• TASKS AND EXERCISES:
**1)** Return everything in the passage on DW-NOMINATE and American political development from "7. Keith Poole" down to "University Press, 2005).", reproduced word for word.
**2)** Edit the listing from the line containing "with shutter in the photograph above." down to the end of the listing, replacing "stone" with "granite" and leaving everything else unchanged. Return only those lines.
:: PROVIDED TEXT ::
We begin in Section 2 with a discussion of some of the more relevant limitations to integrating DW-NOMINATE and APD scholarship. We focus on three issues as particularly important: (1) the assumption of linear change; (2) the collapsing of distinct policy issue areas into a single "ideology" score; and (3) an agnosticism toward policy development, institutional context, and historical periodization. Our purpose, however, is not simply to provide an overview of new measures. Instead, we hope to persuade the reader that such measures can make an important contribution to different lines of inquiry of importance to APD scholarship. In Section 3 we discuss a set of techniques for addressing these issues in order to answer specific questions of broad interest to both APD scholars and other Americanists. We conclude in Section 4 by asking scholars working across different methodological orientations to consider the opportunities that exist to enhance the quality of our research by taking seriously the concerns of historical political science and using these to inform our statistical measures and our analyses.

2. DW-NOMINATE AND AMERICAN POLITICAL

DEVELOPMENT

Given the centrality of the DW-NOMINATE enterprise to congressional scholarship and the study of lawmaking, it is striking that it has received so little attention from APD scholars whose work touches on Congress as a site for the construction of public policy. Part of the reason for this might simply be attributed to differences in methodological orientation, with APD scholars inclined more toward qualitative modes of analysis as opposed to quantitative ones. We suggest, however, that the lack of engagement also reflects reasonable concerns about the appropriateness of the measures' undergirding assumptions for addressing the types of questions APD scholars find most interesting.

In this section we outline some of these assumptions and highlight the sorts of questions that they foreclose. The basic mechanics of DW-NOMINATE and similar procedures has been gone over in detail elsewhere, and so we focus our discussion on three points that we believe are under-appreciated and consequential obstacles for integrating such scores into historical analyses.7 First, there is no intrinsic metric to ideal points, and so for different institutions or the same institutions over time to be compared, certain constraints need to be imposed. The implications of this for historical scholarship are not always fully appreciated. Second, despite its ubiquity as a

7. Keith Poole and Howard Rosenthal, Congress: A PoliticalEconomic History of Roll-Call Voting (New York: Oxford University Press, 1997); Keith Poole, Spatial Maps of Parliamentary Voting (Cambridge, UK: Cambridge University Press, 2005).
:::
:: RECORDS FOR THIS EXERCISE ::
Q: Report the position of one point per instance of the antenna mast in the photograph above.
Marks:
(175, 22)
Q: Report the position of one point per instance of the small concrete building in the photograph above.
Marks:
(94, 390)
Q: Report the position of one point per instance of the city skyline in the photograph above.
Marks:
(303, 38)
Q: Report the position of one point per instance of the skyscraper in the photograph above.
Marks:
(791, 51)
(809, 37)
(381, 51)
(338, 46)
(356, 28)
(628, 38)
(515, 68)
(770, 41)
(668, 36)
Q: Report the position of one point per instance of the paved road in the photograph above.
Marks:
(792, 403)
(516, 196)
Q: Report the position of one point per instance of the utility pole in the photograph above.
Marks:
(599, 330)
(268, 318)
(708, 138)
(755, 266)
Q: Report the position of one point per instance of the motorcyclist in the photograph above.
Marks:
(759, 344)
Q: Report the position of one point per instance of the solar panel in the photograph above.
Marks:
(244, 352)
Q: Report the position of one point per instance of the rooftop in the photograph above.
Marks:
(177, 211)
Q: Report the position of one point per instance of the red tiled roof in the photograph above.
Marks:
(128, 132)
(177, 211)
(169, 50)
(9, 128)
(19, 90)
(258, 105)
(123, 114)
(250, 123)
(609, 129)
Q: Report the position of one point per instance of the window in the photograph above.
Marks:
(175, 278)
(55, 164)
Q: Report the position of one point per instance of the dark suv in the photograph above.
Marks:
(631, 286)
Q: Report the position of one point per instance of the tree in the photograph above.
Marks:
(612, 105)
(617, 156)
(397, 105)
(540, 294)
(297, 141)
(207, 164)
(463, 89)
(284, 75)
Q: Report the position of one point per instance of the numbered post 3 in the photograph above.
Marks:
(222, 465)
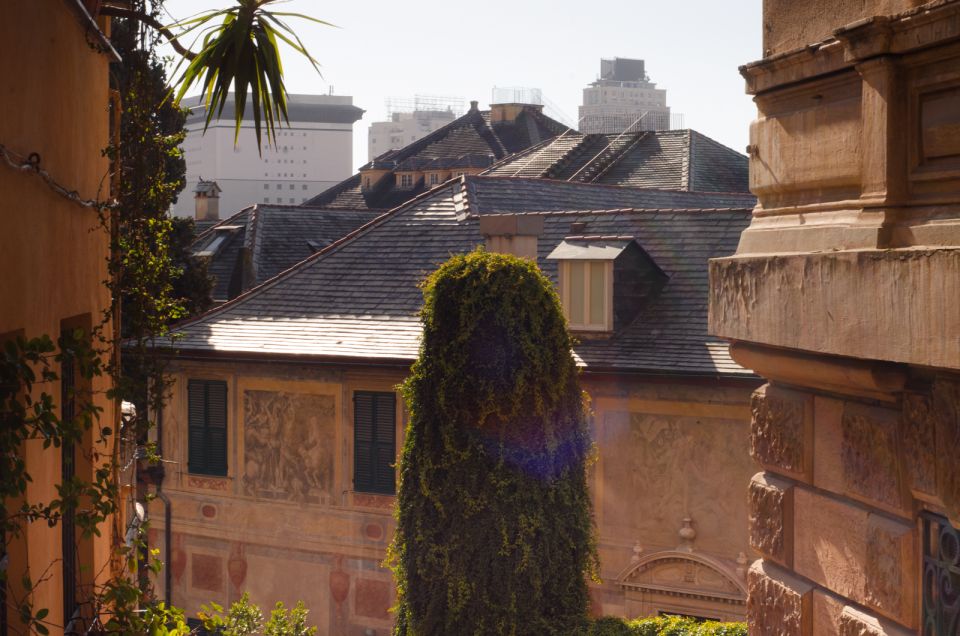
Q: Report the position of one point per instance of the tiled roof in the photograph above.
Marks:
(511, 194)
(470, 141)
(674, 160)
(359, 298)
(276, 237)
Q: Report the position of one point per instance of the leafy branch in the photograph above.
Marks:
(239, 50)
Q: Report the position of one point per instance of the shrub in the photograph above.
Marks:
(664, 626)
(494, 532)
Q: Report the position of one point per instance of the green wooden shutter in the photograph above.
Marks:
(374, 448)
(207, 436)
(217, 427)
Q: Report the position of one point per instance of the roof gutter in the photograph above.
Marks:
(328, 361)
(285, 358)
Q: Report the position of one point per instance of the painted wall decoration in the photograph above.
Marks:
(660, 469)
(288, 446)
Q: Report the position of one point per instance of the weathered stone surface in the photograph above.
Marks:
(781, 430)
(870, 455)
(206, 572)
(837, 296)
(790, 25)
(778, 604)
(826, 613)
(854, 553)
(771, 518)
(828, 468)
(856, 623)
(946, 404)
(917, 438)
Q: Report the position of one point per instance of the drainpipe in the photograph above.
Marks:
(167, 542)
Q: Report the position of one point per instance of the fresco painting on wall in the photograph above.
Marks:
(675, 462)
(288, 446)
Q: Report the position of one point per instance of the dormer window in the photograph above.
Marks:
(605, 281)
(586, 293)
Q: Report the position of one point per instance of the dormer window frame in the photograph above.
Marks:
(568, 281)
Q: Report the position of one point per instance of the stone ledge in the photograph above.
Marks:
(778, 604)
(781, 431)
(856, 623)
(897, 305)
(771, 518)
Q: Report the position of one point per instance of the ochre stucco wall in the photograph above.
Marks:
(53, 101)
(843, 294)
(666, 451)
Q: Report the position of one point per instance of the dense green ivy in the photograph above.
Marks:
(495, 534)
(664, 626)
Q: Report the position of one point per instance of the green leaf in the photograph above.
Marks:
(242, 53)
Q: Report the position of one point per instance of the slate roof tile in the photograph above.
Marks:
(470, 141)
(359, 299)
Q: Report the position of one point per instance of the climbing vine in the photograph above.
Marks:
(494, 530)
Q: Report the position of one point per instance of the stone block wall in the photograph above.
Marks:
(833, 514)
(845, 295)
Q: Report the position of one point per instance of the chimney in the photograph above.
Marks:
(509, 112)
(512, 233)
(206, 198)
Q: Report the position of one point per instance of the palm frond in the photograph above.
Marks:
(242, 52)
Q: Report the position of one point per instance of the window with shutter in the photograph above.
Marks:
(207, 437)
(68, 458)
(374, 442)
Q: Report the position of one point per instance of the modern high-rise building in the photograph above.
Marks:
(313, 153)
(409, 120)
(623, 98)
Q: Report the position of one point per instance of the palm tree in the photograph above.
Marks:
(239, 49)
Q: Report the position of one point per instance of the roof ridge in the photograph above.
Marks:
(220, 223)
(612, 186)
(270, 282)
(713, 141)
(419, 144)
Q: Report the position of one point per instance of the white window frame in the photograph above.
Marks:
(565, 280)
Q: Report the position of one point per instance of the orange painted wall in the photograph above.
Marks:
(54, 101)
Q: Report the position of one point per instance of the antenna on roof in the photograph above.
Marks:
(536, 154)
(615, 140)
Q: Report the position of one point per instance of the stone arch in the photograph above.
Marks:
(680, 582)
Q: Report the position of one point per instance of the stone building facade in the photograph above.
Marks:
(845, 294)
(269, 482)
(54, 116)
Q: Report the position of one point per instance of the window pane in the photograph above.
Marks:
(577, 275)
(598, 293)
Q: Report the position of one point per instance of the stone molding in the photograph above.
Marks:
:::
• ANSWERS FOR THE TASKS:
**1)**
7. Keith Poole and Howard Rosenthal, Congress: A PoliticalEconomic History of Roll-Call Voting (New York: Oxford University Press, 1997); Keith Poole, Spatial Maps of Parliamentary Voting (Cambridge, UK: Cambridge University Press, 2005).

**2)**
Q: Report the position of one point per instance of the window with shutter in the photograph above.
Marks:
(207, 437)
(68, 458)
(374, 442)
Q: Report the position of one point per instance of the modern high-rise building in the photograph above.
Marks:
(313, 153)
(409, 120)
(623, 98)
Q: Report the position of one point per instance of the palm tree in the photograph above.
Marks:
(239, 49)
Q: Report the position of one point per instance of the roof ridge in the photograph above.
Marks:
(220, 223)
(612, 186)
(270, 282)
(713, 141)
(419, 144)
Q: Report the position of one point per instance of the white window frame in the photograph above.
Marks:
(565, 280)
Q: Report the position of one point per instance of the orange painted wall in the photograph above.
Marks:
(54, 101)
Q: Report the position of one point per instance of the antenna on roof in the photograph above.
Marks:
(536, 154)
(615, 140)
Q: Report the position of one point per instance of the granite arch in the photograph above.
Marks:
(680, 582)
Q: Report the position of one point per instance of the granite building facade in the photograph above.
Marks:
(845, 294)
(269, 482)
(54, 116)
Q: Report the position of one point per instance of the window pane in the photograph above.
Marks:
(577, 275)
(598, 293)
Q: Report the position of one point per instance of the granite molding in the photograph above.
Marks:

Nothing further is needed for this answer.